• [Description of the task]: Print every entry below verbatim, keeping each line unchanged and in its original order.

[Stored data]
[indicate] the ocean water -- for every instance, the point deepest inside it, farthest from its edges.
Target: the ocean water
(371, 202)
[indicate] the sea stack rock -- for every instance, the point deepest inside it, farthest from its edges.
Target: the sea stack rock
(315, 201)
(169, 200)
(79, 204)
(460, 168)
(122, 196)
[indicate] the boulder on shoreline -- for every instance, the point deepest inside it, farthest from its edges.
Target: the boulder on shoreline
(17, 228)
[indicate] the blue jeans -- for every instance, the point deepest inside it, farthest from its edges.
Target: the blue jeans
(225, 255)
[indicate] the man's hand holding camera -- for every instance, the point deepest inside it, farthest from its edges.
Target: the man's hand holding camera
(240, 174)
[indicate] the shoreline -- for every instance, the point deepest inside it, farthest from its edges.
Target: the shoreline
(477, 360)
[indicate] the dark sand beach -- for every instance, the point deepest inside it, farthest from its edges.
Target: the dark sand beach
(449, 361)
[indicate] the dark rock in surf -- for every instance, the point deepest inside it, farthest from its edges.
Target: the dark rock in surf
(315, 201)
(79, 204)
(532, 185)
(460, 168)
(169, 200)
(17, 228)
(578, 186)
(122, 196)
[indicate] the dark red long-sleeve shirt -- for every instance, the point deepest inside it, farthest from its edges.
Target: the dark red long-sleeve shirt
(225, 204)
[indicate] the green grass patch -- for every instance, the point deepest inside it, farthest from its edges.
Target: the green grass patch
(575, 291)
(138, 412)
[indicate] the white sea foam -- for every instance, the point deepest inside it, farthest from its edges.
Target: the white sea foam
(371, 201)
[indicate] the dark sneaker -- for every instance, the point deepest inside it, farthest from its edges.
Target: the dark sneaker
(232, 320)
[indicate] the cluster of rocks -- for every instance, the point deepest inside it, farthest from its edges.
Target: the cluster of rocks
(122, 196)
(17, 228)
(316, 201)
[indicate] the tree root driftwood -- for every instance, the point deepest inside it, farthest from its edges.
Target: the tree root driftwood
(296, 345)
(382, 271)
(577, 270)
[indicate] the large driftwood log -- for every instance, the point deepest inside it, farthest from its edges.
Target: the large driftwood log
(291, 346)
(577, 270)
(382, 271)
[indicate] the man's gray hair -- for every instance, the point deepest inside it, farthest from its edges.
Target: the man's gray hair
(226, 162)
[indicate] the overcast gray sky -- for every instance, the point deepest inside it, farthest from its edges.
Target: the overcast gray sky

• [Correct answer]:
[indicate] the ocean water -- for every instance, the point deepest inside it, farthest from its edges.
Target: the ocean water
(371, 202)
[indicate] the sea stack rock -- for every instance, the point deepest inside it, farthest from its edges.
Target: the sea stack rock
(315, 201)
(169, 200)
(79, 204)
(460, 168)
(122, 196)
[indicate] the boulder on shoreline -- for every instance, the point deepest inside it, farthest from its edges.
Target: the boulder on shoreline
(17, 228)
[indicate] the blue jeans -- for every instance, the point deepest inside it, farthest from its edges.
Target: the blue jeans
(225, 255)
[indicate] the man's hand holding camera -- for every instance, the point deepest inside it, farthest from its edges.
Target: the man's hand holding camera
(240, 174)
[indicate] the shoreline -- for every instance, the point deepest inside it, farthest from its edges.
Target: the shoreline
(477, 360)
[indicate] the dark sand beach -- for every instance, the point deepest inside it, farthest from its edges.
Target: the dark sand beach
(449, 361)
[indicate] the dark rock in surf -- for every instance, the point deepest inside it, farthest from its edges.
Target: the dark rock in surf
(315, 201)
(79, 204)
(532, 185)
(460, 168)
(169, 200)
(17, 228)
(578, 186)
(122, 196)
[indicate] the dark red long-sleeve shirt -- for every instance, the point deepest inside it, farthest from its edges.
Target: the dark red long-sleeve shirt
(225, 204)
[indicate] the green grass patch -- for every instance, the point deepest inside it, farthest from its edges.
Target: the green grass patch
(575, 291)
(138, 412)
[indicate] the white sea foam -- for every instance, the point deepest inside it, farthest from its edges.
Target: the white sea foam
(371, 201)
[indicate] the dark sneaker -- for every instance, the point deepest inside it, farthest from its edges.
Target: the dark sneaker
(232, 320)
[indicate] the cluster of rocks -- for every instance, the point deepest inside it, farthest from its edges.
Target: the cluster of rocks
(122, 196)
(17, 228)
(316, 201)
[indicate] the tree root driftwood -- for every instance, the point deepest inside it, farthest from its edges.
Target: the tree root driftwood
(296, 345)
(382, 271)
(577, 270)
[indicate] the large driftwood log -- for every instance, the point deepest inside it, farthest from its edges.
Target: the large driftwood log
(291, 346)
(577, 270)
(382, 271)
[indicate] the man's gray hair -- for every instance, the point deepest inside it, farthest from its edges.
Target: the man's gray hair
(226, 162)
[indicate] the overcast gray sky -- for every instance, the point deepest inside it, farthest from its edges.
Target: the overcast gray sky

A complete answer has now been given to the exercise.